Il n’y a rien de plus beau que de voir Yolande Zauberman continuer à filmer amoureusement ses sujets. Avec La Belle de Gaza, elle retrouve ce style si singulier que l’on a découvert dans la merveille qu’est Clubbed to Death, où l’on suit, dans une fiction, les (més)aventures et déambulations d’Élodie Bouchez durant toute une nuit au sein d’une boîte de nuit (et aux alentours). C’est quand elle filme une femme déambuler la nuit entre les lumières vives et les lasers que la cinéaste parvient à atteindre une grâce inouïe, unique, qui touche chaque être au plus profond.
Dans ce nouveau documentaire-essai, Yolande Zauberman se rend à Tel-Aviv pour retrouver une âme en quête de sa véritable identité : une personne qui a quitté Gaza en tant qu’homme pour devenir femme dans la métropole israélienne. Cette quête la conduit à converser avec de nombreuses femmes trans qui peuplent les rues sombres et périlleuses de la ville. Ces rencontres, empreintes d’une sincérité inégalée, dévoilent des récits poignants de transition et de souffrance. Ce qui pourrait sembler être des entretiens classiques de documentaire se transforme sous l’œil attentif de la réalisatrice. La force de la caméra de Zauberman se révèle lorsque ces interviews, menées au cœur des rues dominées par une menace masculine omniprésente, bifurquent vers ces hommes qui s’arrêtent, lançant des regards empreints de désir et de mépris à ces femmes magnifiques qu’ils sont poussés à renier. Ainsi, une ambiguïté poignante se déploie, illustrée de manière particulièrement saisissante lors d’un entretien avec Nathalie. Cachée sous un voile et rejetée par sa famille, Nathalie se dévoile avec une vulnérabilité touchante, accentuée par les angles de caméra choisis avec une admiration palpable par la cinéaste.
#####
## À faire
(a) Comment résumer sous forme de liste le paragraphe de la critique qui commence par « Dans ce nouveau documentaire-essai », sans perdre ses faits principaux ?
(b) D'après la critique, que faut-il répondre à ces questions ?
(i) Quelle actrice suit-on durant toute une nuit dans Clubbed to Death ?
(ii) Dans quelle ville Yolande Zauberman se rend-elle pour ce nouveau documentaire-essai ?
(iii) Par qui Nathalie est-elle rejetée ?
(c) Quelles sont toutes les personnes désignées par leur nom dans la critique ?

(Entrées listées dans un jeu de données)
#####
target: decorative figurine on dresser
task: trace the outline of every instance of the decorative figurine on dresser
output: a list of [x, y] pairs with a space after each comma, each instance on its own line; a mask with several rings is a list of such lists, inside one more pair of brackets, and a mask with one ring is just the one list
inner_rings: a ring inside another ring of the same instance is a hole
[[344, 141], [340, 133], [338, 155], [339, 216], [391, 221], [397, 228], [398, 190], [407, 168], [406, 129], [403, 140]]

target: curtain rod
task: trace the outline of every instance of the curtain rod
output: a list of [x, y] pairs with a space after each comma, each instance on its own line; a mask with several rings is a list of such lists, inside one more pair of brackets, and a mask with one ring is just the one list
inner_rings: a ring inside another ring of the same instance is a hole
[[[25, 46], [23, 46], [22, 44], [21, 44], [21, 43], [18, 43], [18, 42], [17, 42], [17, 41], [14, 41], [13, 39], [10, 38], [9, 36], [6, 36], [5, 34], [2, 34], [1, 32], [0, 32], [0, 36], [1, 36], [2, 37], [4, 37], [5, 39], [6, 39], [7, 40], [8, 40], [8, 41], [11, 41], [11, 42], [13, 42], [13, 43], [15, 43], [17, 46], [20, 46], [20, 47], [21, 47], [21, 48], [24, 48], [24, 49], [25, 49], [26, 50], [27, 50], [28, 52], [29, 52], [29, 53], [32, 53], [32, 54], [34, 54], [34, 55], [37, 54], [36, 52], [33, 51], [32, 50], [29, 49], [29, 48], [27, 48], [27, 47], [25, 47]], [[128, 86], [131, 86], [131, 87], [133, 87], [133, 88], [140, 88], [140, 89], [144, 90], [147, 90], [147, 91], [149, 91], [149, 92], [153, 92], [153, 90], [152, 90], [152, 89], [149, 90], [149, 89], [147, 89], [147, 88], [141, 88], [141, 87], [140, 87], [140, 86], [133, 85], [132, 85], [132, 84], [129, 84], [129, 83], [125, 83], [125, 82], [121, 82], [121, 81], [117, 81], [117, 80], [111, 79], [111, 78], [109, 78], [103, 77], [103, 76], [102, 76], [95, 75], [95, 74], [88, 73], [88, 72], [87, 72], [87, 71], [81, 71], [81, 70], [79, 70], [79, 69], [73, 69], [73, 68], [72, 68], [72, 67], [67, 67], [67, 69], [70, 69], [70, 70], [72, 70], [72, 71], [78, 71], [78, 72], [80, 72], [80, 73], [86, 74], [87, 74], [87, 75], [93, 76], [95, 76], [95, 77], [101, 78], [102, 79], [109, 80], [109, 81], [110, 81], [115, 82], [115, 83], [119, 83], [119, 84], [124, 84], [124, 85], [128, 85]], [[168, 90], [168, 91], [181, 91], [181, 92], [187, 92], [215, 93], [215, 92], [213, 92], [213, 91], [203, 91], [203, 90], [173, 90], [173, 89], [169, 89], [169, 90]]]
#####
## Réponses
(a)
- Yolande Zauberman se rend à Tel-Aviv pour retrouver une personne qui a quitté Gaza en tant qu'homme pour devenir femme dans la métropole israélienne.
- Cette quête l'amène à converser avec de nombreuses femmes trans qui vivent dans les rues sombres et périlleuses de la ville.
- Ces rencontres, d'une grande sincérité, livrent des récits poignants de transition et de souffrance.
- Sous l'œil de la réalisatrice, les entretiens dépassent le documentaire classique : la caméra bifurque vers les hommes qui s'arrêtent et lancent à ces femmes des regards de désir et de mépris.
- Cette ambiguïté ressort surtout dans l'entretien avec Nathalie. Voilée et rejetée par sa famille, elle se dévoile avec vulnérabilité, filmée avec une admiration palpable.

(b)
(i) Élodie Bouchez
(ii) Tel-Aviv
(iii) Par sa famille

(c) Yolande Zauberman, Élodie Bouchez, Nathalie